Requirement
Calculate how many lines in the following records hold the word "image", and report that number without comment.

Stored items
▽
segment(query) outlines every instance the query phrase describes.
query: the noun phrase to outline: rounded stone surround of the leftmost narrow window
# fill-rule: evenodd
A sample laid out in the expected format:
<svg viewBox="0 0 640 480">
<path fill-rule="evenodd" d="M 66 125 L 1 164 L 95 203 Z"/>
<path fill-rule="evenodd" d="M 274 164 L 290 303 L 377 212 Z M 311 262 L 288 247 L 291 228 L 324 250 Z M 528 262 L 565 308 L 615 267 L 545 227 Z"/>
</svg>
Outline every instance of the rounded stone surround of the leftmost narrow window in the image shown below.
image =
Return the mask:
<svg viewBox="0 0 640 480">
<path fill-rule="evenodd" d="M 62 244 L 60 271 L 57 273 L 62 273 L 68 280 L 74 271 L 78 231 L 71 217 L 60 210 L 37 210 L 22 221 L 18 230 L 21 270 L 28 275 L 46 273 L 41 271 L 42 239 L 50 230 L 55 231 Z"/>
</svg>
△
Answer for this exercise
2